#### Instruction A:
Please take the entries starting with the line containing "Target: boat dock" and going on through the last of the entries, and write them out again with "concrete walkway" renamed to "paved path" and nothing else changed. Leave the pictures out of your answer.

#### Text segment:
******************************
COLONEL FLETCHER WEBSTER.

By Charles Cowley, LL.D.

Fletcher Webster, son of Daniel and Grace (Fletcher) Webster, was born in Portsmouth, New Hampshire, July 23, 1813. He was but three years old when his father removed to Boston, where he was fitted for college in the Public Latin School,—the nursery of so many eminent men.

On the seventeenth of June, 1825, when Lafayette laid the cornerstone of the monument on Bunker Hill, when Daniel Webster delivered one of the most famous of his orations, Fletcher Webster, then twelve years old, was present. "The vast procession, impatient of unavoidable delay, broke the line of march, and, in a tumultuous crowd, rushed towards the orator's platform," which was in imminent danger of being crushed to the earth. Fletcher Webster was only saved from being trampled under foot, by the thoughtful care of George Sullivan, who lifted the boy upon his own shoulders, shouting, "Don't kill the orator's son!" and bore him through the crowd, and placed him upon the staging at his father's feet. It required the utmost efforts of Daniel Webster to control that multitudinous throng. "Stand back, gentlemen!" he repeatedly shouted with his double-bass voice; "you must stand back!" "We can't stand back, Mr. Webster; it is impossible!" cried a voice in the crowd. Mr. Webster replied, in tones of thunder: "On Bunker Hill nothing is impossible." And the crowd stood back.

At the age of sixteen, he lost his mother by death. This was the greatest of all the calamities that happened to his father, and it was not less unfortunate for himself, for it deprived him of the best influence that ever contributed to mould his career.
******************************
Dataset rows
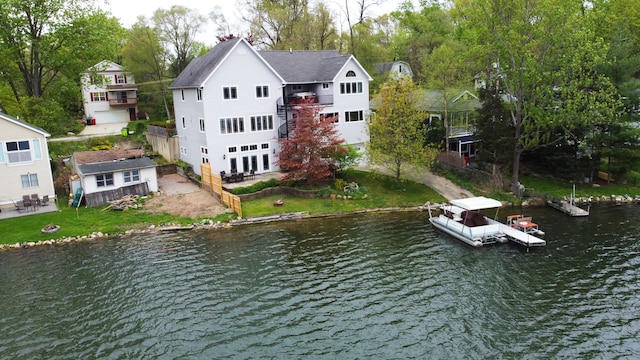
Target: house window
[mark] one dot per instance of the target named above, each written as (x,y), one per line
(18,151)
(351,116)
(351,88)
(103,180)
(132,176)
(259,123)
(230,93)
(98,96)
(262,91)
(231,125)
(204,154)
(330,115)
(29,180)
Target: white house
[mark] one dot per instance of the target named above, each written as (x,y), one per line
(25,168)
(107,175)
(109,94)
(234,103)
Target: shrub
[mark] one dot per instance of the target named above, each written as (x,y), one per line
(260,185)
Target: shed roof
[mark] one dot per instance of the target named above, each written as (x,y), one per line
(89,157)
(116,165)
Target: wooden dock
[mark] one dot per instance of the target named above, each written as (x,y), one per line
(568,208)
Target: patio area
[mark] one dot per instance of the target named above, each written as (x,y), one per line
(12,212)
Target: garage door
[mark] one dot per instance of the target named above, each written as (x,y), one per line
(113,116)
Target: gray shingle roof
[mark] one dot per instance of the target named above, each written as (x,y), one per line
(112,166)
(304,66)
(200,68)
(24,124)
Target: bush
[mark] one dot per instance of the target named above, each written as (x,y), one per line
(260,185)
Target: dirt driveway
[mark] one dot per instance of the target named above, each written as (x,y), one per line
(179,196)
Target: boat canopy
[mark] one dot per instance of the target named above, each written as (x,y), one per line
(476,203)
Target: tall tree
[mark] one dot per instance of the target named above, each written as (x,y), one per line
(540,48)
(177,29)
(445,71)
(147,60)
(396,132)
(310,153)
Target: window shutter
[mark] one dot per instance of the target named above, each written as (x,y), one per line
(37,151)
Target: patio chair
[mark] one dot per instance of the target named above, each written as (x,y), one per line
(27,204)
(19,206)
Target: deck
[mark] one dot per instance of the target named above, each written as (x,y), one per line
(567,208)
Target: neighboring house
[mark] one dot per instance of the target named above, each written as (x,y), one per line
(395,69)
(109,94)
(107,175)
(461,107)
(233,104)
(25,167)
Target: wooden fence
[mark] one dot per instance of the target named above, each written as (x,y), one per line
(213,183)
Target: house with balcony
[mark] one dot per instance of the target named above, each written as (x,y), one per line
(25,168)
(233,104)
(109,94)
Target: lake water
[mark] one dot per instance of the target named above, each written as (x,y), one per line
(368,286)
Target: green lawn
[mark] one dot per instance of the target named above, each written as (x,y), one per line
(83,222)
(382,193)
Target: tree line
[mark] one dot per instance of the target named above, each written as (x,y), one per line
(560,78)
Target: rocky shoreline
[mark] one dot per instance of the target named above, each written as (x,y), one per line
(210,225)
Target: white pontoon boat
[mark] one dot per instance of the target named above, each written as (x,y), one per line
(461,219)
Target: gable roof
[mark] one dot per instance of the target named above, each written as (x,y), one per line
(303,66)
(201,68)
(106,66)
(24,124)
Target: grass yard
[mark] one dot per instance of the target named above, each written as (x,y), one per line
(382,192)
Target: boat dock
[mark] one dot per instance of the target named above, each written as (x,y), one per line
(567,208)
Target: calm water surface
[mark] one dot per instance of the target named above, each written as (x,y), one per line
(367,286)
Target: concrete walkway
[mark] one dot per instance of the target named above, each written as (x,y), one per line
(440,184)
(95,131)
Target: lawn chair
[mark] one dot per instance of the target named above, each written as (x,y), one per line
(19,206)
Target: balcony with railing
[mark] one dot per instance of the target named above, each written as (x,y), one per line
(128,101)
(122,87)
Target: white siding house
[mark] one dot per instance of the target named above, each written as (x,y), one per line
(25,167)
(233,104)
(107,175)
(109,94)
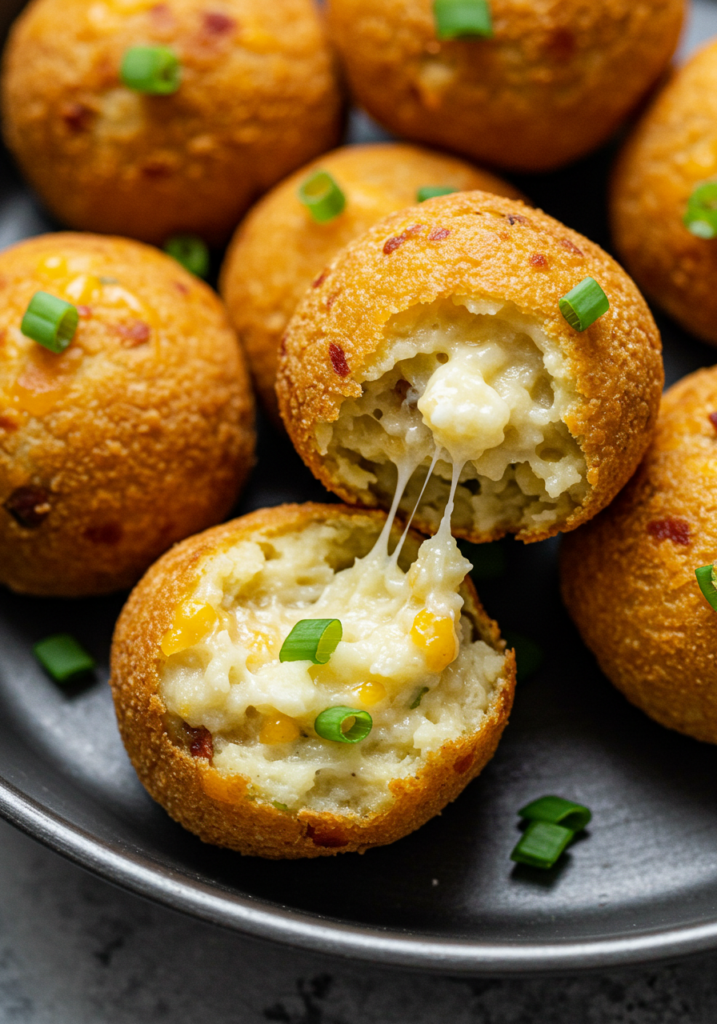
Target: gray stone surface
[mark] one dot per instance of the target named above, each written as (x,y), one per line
******************************
#### Instruction B:
According to the biographical sketch, at what age did Fletcher Webster lose his mother?

#### Complete answer A:
Target: boat dock
[mark] one dot per instance of the target named above, each written as (x,y), one per line
(567,208)
Target: calm water surface
[mark] one dot per instance of the target named above, each written as (x,y), one per line
(367,286)
Target: paved path
[mark] one dot per instance of the target named above, each written as (x,y), one per line
(440,184)
(95,131)
Target: lawn chair
[mark] one dot per instance of the target named above, each written as (x,y), one per line
(19,206)
Target: balcony with railing
[mark] one dot per instance of the target named above, each written as (x,y), one per line
(128,101)
(122,87)
Target: white siding house
[mark] one dot per instance of the target named above, each written as (x,y), one per line
(25,167)
(233,104)
(107,175)
(109,94)
Target: gray stone surface
[mark] one dot per instance of the target named above, each written as (x,y), one per line

#### Complete answer B:
He was sixteen.